Object location annotation data
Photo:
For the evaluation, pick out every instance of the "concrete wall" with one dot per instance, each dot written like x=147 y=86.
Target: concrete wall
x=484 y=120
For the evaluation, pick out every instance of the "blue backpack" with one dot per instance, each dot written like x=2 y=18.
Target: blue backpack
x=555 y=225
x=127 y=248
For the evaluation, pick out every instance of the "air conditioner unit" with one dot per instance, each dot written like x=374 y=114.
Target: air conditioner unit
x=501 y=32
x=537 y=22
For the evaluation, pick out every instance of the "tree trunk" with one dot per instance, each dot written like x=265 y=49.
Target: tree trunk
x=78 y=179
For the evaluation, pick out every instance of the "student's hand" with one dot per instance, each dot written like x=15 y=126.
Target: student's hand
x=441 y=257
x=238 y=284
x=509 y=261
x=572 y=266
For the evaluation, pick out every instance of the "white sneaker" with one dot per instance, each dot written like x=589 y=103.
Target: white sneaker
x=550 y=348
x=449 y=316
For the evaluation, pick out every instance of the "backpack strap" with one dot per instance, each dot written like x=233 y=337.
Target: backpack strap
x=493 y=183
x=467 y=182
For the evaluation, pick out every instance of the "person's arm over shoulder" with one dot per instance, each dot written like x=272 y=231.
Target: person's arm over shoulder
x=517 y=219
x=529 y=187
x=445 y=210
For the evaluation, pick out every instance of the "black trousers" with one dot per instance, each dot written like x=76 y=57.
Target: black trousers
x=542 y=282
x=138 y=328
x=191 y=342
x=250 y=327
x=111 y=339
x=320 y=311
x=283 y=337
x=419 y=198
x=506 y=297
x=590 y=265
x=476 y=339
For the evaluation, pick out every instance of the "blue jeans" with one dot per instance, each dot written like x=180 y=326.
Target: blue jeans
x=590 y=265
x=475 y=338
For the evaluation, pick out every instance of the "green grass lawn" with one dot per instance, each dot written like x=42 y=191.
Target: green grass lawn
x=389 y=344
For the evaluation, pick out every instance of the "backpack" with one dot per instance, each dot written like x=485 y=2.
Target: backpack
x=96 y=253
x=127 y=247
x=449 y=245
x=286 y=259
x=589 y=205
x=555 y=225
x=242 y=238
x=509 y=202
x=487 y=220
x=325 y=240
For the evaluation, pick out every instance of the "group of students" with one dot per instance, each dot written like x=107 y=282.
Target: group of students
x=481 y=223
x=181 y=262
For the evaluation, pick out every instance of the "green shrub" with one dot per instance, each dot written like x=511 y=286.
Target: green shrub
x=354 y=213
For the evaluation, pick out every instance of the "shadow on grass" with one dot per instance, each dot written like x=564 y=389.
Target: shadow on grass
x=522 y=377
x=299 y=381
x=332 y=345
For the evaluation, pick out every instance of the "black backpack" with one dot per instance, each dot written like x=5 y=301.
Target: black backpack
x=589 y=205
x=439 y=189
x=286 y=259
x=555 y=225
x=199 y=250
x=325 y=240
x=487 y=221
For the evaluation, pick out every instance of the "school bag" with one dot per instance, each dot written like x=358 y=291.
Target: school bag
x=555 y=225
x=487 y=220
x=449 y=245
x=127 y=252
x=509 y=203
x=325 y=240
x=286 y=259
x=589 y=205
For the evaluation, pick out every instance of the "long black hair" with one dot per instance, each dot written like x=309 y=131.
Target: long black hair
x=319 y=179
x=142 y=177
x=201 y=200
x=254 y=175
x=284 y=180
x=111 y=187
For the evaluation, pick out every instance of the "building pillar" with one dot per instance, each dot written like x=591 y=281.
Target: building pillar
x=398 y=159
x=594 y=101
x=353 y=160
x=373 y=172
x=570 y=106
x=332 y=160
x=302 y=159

## INSTRUCTIONS TO FOLLOW
Could you put every one of the items above into a two-column CSV with the headers request and points, one row per item? Each row should hold the item's text and its answer, each in a single quoted field, with line breaks replaced by spaces.

## WRITTEN ANSWER
request,points
"Photo: For the evaluation, pick out every instance of the ""concrete wall"" with one dot per instance, each dot written like x=147 y=86. Target: concrete wall","x=484 y=120"
"For the evaluation, pick out every instance of the ""blue backpack"" with one dot per instance, each dot written like x=2 y=18. Target: blue backpack","x=555 y=225 x=127 y=248"
"For the evaluation, pick out every instance of the ""air conditioner unit"" with one dot per instance, each dot written like x=374 y=114. Target: air conditioner unit","x=501 y=32 x=537 y=22"
"For the evaluation, pick out every instance of the ""tree trunk"" with one dot per instance, each dot written like x=265 y=49. Target: tree trunk","x=78 y=179"
"For the evaluation, pick out every instance of the ""student's hand"" with one dot per instance, each dot written like x=15 y=126. Target: student's hand","x=441 y=257 x=238 y=284 x=509 y=261 x=572 y=266"
"For the evaluation, pick out every instance of the ""white sneaker"" with one dot per instance, each dot written like x=589 y=103. Target: white sneaker","x=550 y=348 x=449 y=316"
"For the evaluation, pick out every instance of the ""backpack strap"" with one dot per instance, each dot written like x=233 y=337. Target: backpack strap","x=493 y=183 x=467 y=182"
"For the evaluation, pick out every instance of the ""person's arm over shoulder"" with one dot per instance, each dot written like x=272 y=231. Target: person's arm over shoulder","x=517 y=219 x=529 y=187 x=445 y=210"
"For the evaluation, pick out every instance of the ""black trousers"" with one dot per instance, each dot written like x=76 y=57. Target: black trousers","x=542 y=282 x=138 y=328 x=191 y=342 x=250 y=327 x=111 y=339 x=320 y=311 x=283 y=337 x=419 y=198 x=506 y=297 x=590 y=265 x=476 y=339"
"For the evaluation, pick out every instance of the ""blue jeans"" with one dot per instance, each dot written like x=180 y=326. Target: blue jeans","x=590 y=265 x=475 y=338"
"For the evaluation, pick out every instance of the ""green grass lawn"" with one dot per instance, each dot written like x=42 y=191. Target: green grass lawn","x=389 y=344"
"For the evaluation, pick out every instance of the ""backpack"" with one dot per instance, each dot written like x=485 y=2. Target: backpack","x=96 y=253 x=127 y=247 x=449 y=245 x=286 y=259 x=589 y=205 x=555 y=225 x=242 y=238 x=509 y=202 x=487 y=220 x=325 y=240"
"For the evaluation, pick out every instance of the ""group of students"" with one dot per instance, each dot written like x=107 y=282. Target: group of students","x=481 y=223 x=181 y=262"
"For the evaluation, pick out every instance of the ""green shrub"" with one dot per instance, each dot written like x=511 y=286. Target: green shrub","x=354 y=213"
"For the evaluation, pick out every instance of the ""shadow on grass"" with one dot per instance, each dot written like x=564 y=389. Target: shadow on grass","x=522 y=377 x=299 y=381 x=332 y=345"
"For the evaluation, pick out every instance of the ""black backpack"" with one dot per instance, each dot written like x=5 y=301. Target: black backpack","x=589 y=205 x=439 y=189 x=286 y=259 x=555 y=225 x=199 y=250 x=325 y=240 x=487 y=221"
"For the evaluation, pick out every instance of the ""school bag"" with one dot per instance, each dot written like x=358 y=291. Target: school bag","x=555 y=225 x=487 y=220 x=449 y=245 x=127 y=252 x=509 y=203 x=325 y=240 x=286 y=259 x=589 y=205"
"For the evaluation, pick out every instance of the ""long black hair"" with one dot per instance, each dot written like x=309 y=131. Target: long black hair","x=319 y=179 x=142 y=177 x=201 y=200 x=254 y=175 x=284 y=180 x=111 y=187"
"For the evaluation, pick out every instance of the ""building pillar"" with one dot per instance, each dot written like x=591 y=281. Target: building pillar","x=398 y=159 x=594 y=101 x=353 y=160 x=373 y=172 x=570 y=106 x=332 y=160 x=302 y=159"